• **WHAT IS BEING ASKED**
Pick out every row below that contains the word "skillet" and copy each of those rows in full.

• **RECORDED INFORMATION**

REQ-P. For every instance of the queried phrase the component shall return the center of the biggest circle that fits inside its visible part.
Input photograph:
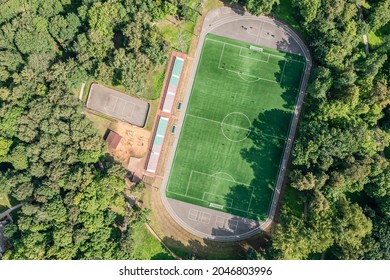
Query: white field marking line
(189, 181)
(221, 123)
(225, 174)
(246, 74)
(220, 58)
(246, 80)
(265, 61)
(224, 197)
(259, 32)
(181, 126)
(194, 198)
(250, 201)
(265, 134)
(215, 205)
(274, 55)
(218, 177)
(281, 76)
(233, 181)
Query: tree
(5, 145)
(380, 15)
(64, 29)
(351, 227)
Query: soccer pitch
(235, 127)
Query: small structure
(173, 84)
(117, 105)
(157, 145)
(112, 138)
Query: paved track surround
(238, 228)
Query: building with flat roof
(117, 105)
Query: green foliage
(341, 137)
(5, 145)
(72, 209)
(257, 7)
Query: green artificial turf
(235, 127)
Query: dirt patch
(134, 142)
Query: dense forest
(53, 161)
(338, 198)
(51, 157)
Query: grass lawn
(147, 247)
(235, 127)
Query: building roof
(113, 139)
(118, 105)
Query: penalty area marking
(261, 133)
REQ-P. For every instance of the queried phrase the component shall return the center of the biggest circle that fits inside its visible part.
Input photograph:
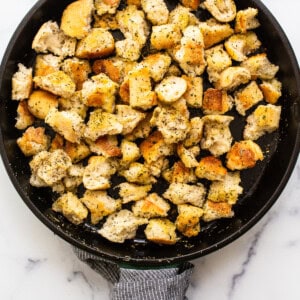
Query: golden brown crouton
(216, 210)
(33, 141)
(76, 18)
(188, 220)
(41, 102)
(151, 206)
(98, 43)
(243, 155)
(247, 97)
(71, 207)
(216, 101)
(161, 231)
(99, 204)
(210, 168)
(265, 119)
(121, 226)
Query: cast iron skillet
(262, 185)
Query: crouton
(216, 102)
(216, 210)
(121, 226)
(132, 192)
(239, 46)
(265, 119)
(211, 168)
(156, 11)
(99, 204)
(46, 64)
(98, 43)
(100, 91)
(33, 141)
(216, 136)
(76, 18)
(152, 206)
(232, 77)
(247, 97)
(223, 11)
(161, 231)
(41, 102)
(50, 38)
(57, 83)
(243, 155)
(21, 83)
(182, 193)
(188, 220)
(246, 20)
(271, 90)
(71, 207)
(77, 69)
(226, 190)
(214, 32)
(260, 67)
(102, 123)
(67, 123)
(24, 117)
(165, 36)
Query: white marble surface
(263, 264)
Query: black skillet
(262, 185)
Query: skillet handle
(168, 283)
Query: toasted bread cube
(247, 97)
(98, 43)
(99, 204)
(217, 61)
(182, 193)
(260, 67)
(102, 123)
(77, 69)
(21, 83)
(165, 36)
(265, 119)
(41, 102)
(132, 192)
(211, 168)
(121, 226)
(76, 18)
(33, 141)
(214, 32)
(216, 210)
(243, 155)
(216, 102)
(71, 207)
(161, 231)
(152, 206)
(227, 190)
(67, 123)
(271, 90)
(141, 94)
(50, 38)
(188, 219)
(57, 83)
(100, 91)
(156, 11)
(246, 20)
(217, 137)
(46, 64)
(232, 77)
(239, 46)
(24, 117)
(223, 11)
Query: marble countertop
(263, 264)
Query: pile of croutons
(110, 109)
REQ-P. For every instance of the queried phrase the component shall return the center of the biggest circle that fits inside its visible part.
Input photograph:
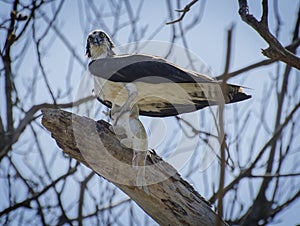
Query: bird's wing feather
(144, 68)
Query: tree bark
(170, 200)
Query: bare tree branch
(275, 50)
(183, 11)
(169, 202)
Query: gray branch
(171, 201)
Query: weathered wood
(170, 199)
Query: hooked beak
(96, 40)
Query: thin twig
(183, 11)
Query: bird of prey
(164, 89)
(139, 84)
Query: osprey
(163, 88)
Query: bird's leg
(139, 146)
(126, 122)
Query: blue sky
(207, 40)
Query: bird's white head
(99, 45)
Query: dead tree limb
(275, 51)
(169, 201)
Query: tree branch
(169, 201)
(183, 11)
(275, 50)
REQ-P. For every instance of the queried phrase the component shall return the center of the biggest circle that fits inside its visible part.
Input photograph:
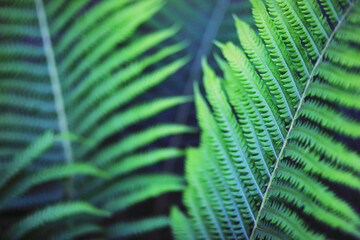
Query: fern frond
---
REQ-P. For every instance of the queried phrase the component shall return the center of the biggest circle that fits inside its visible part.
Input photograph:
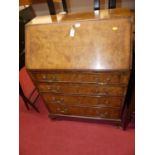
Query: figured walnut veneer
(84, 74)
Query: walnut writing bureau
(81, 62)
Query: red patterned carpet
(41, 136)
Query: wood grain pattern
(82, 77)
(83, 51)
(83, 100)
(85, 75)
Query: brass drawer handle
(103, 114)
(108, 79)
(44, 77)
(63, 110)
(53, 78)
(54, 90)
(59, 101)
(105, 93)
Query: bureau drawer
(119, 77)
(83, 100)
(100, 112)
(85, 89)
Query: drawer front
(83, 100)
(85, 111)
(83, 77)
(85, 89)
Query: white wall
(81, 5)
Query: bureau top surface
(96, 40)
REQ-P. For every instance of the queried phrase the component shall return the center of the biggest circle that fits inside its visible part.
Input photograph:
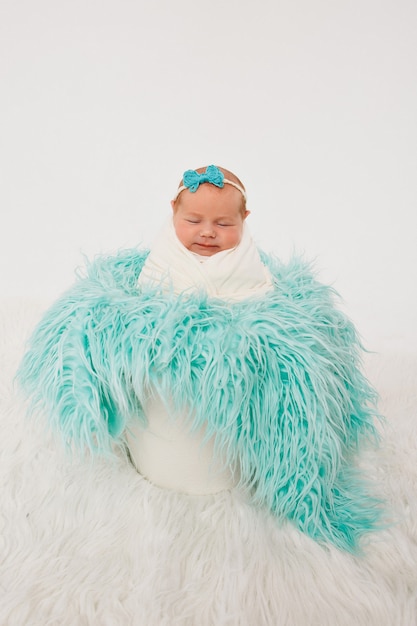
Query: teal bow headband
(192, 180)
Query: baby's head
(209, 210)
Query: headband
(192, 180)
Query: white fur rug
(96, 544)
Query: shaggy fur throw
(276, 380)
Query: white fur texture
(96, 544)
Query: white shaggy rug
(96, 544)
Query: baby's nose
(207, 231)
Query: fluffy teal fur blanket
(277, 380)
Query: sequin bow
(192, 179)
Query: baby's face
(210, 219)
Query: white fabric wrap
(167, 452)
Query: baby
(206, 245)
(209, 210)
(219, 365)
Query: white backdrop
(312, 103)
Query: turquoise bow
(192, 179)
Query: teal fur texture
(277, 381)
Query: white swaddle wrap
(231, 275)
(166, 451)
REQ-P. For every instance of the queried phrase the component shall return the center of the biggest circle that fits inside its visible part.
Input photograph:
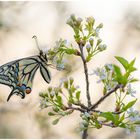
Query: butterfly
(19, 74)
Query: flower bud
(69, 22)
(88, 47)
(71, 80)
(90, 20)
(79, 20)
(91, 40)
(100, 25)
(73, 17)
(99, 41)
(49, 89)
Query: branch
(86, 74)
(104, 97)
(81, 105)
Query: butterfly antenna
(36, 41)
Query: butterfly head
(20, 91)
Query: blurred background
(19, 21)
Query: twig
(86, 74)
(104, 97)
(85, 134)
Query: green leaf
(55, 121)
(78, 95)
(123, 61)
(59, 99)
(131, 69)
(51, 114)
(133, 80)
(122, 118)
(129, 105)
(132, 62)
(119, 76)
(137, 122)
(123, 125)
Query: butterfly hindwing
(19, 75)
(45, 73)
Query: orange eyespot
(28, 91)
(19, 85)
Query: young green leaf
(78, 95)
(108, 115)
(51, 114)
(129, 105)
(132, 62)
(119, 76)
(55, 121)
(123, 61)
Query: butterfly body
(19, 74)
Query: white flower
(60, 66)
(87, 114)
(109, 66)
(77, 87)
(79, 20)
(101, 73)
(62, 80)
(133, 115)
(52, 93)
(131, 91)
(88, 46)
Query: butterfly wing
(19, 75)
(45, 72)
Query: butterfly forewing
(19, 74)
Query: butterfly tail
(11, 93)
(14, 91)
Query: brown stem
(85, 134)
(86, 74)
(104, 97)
---
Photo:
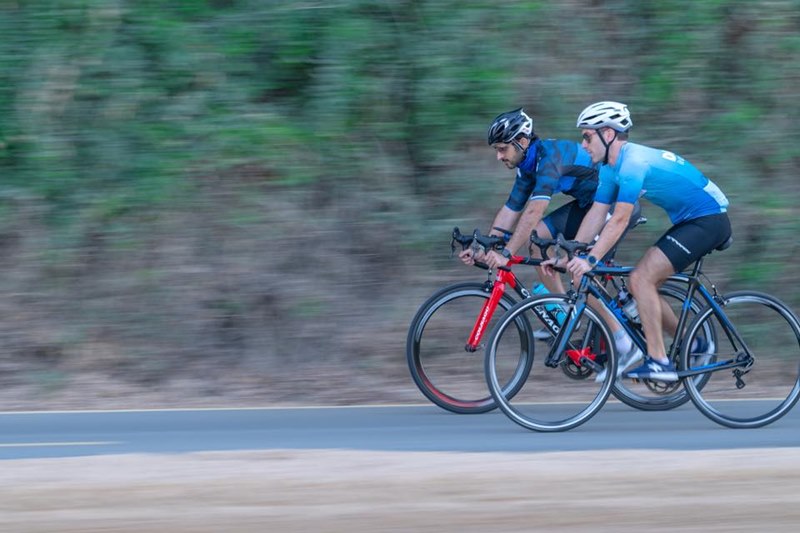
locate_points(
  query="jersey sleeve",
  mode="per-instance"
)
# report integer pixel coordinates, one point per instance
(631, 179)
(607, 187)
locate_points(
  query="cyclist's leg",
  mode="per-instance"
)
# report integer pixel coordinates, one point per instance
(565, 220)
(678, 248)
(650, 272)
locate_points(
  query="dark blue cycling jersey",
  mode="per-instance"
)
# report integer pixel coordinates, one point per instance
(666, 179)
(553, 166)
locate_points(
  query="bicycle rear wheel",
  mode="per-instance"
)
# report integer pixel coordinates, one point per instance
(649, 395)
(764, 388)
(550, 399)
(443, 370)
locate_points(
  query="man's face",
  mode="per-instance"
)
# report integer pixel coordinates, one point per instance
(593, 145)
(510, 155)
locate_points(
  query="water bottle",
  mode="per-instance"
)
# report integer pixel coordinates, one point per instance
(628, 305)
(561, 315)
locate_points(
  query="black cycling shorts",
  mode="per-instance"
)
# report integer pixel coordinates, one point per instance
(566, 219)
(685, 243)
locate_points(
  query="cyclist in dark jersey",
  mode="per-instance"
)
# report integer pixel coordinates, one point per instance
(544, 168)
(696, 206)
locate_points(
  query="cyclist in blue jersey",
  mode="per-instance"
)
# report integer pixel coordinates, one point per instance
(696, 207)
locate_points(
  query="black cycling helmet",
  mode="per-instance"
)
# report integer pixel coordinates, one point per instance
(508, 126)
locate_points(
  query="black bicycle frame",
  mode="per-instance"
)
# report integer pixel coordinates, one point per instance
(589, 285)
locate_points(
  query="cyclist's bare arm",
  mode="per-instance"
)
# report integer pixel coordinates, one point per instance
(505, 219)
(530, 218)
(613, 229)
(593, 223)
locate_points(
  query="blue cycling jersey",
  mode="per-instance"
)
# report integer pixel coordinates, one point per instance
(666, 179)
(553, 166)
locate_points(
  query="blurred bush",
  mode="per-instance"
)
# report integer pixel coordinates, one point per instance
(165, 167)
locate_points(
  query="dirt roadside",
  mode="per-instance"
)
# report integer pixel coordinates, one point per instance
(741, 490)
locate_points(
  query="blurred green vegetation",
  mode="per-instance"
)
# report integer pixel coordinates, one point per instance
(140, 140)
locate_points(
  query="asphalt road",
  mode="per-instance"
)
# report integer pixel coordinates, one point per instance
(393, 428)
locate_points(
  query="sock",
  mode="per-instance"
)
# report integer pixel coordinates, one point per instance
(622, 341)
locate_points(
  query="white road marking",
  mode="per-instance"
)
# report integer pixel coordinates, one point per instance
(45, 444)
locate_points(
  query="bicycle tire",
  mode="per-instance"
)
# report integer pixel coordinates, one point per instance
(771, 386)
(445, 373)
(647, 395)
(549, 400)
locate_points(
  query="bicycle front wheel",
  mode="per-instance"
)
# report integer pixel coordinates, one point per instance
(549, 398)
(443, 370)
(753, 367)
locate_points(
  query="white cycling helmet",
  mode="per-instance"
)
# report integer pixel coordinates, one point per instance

• **OUTPUT BELOW**
Query: cast iron skillet
Query: black skillet
Query: skillet handle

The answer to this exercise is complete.